[STATED TASK 1]:
Condense the paragraph of the Amazon Price Check article that begins "Many retail pundits argue" into a short bulleted list that keeps its main facts.
[STATED TASK 2]:
Carry on the Amazon Price Check article from its final sentence, writing in the same voice.

By Steven B. Schweitzer
Amazon’s Price Check Mobile Phone App Serves as the Newest Threat to All Retailers
Big boxes know how you shop in their stores. They know your buying habits, your favorite store location, your favorite products, the time of day you spend the most money, and the list goes on. Now, Amazon’s new Price Check mobile phone app will know that too.
The app assures you are getting the best price on anything –seriously anything… just by taking a picture of it or scanning the barcode. OK, the price scanning feature isn’t new to mobile commerce, so what’s the rub? Amazon blatantly asks the user to share in-store brick-n-mortar prices with their mobile device. This is yet another foray into guerrilla marketing and pricing intelligence by someone other than a big box. Do you think Big Boxes like this? No. Do small retailers, like the fly shop owner, like this? No. What can you do about it? Nothing really.
Online Retailing Behemoths Are the New King of the Hill
Many retail pundits argue the price app gives the online retailer an unfair advantage over smaller competitors. Besides the obvious intel of price matching, the app can also give über-valuable geo-location pricing data – no other online retailer has this capacity for public and global data mining to-date. Why does the model work? Because the customer gets rewarded by seeing the lowest local price real-time, as the app promises. And, even though the retailing community is speaking out against Amazon, it’s still free press even if it’s bad press, and it all helps Amazon. Remember, savvy shoppers aren’t loyal, which is where Amazon makes bank. Ironically, many of the vocal nay-saying nationwide retailers also sell direct via Amazon. Hmmm.

[SOURCE DATA]:
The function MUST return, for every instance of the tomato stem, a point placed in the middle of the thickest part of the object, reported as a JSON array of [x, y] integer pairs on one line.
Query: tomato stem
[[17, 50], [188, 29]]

[EXERCISE OUTPUT 1]:
- Many retail pundits say the app gives Amazon an unfair advantage over smaller competitors.
- Beyond price matching, it provides valuable geo-location pricing data. No other online retailer has yet had this capacity for public and global data mining.
- The model works because customers are rewarded with the lowest local price in real time.
- Criticism from the retailing community still gives Amazon free press, and that helps the company.
- Savvy shoppers are not loyal, and that is where Amazon profits.
- Many of the nationwide retailers criticizing Amazon also sell directly through it.

[EXERCISE OUTPUT 2]:
Who Does This Benefit?
The price-conscious shopper reaps the reward, obviously. And, Amazon builds an exclusive ocean of data to evaluate the invaluable “four P’s” of marketing: Price, Promotion, Placement and Product. The rest of the selling world is under threat. Keep in mind that online retailers don’t pay sales tax unless they have a physical presence in a state. Combine this with the fact they have an assumed lower overhead (little to no real estate costs, no retail staff and management, less inventory, etc) and they become extremely price competitive, talking directly into the pocketbooks of the price-conscious public.
I surmise we will see other online retail behemoths and even smaller retailers and independents to follow suit. The data is free, the retailer just needs to build an app to acquire it – it’s a no-brainer. It also cements the way price-sensitive shoppers spend their money. They’ll go to a brick-n-mortar to touch, feel and try on products. They’ll scan it and gain immediate intel on where to purchase it less expensively, even paying no taxes. They’ll buy it on their mobile device from an online retailer while standing in the brick-n-mortar store, or they’ll go home and fire up the desktop to shop in the comfort of their own home. Either way, consumers are now armed with a necessary shopping tool and brick-n-mortar stores just become showrooms for Amazon.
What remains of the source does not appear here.